-- START OF DATA SUPPLIED --
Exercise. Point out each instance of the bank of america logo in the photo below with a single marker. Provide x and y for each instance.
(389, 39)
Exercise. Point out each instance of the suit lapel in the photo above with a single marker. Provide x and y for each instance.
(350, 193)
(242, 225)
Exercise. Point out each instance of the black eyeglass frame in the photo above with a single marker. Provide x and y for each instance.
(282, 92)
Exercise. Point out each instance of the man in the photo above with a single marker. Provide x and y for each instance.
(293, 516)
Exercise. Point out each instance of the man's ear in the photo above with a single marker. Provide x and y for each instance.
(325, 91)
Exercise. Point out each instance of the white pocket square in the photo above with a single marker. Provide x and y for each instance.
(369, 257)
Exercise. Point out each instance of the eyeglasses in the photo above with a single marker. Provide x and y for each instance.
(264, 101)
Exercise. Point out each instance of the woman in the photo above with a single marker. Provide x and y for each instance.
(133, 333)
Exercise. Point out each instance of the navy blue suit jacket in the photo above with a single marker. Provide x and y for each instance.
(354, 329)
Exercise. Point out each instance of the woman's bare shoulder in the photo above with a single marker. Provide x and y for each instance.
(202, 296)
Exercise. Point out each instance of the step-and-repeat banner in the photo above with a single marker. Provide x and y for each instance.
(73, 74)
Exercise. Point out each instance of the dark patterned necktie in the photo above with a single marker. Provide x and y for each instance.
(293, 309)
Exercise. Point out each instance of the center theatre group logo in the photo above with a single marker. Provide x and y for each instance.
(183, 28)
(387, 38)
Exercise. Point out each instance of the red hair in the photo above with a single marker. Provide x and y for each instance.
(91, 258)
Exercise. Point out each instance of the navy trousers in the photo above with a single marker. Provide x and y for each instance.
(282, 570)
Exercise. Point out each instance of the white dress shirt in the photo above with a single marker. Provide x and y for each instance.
-- END OF DATA SUPPLIED --
— THE PROBLEM —
Could you render the stretch of entries from the line containing "Exercise. Point out each instance of the navy trousers" through the end of the entries as a JSON list of strings, one string per line, leaving out any blank lines?

— FULL RESPONSE —
[
  "Exercise. Point out each instance of the navy trousers in the photo above with a single marker. Provide x and y for each instance.",
  "(282, 570)",
  "Exercise. Point out each instance of the white dress shirt in the photo above with a single marker. Provide x and y for each instance."
]